### TASK OBJECTIVE
Return every entry below exactly as written, minus the pictures.

### ENTRIES SUPPLIED
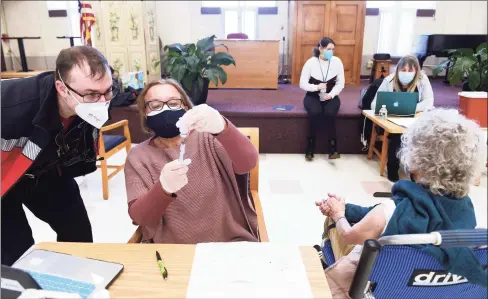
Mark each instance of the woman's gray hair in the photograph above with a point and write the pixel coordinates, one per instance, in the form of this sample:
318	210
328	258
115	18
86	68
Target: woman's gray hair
446	150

### ANSWER FOR THE TASK
Mark each instance of the woman's gray hair in the photograph above with a point and write the pixel coordinates, one per instance, in the form of this sample:
318	210
328	258
115	18
86	68
Target: woman's gray hair
446	150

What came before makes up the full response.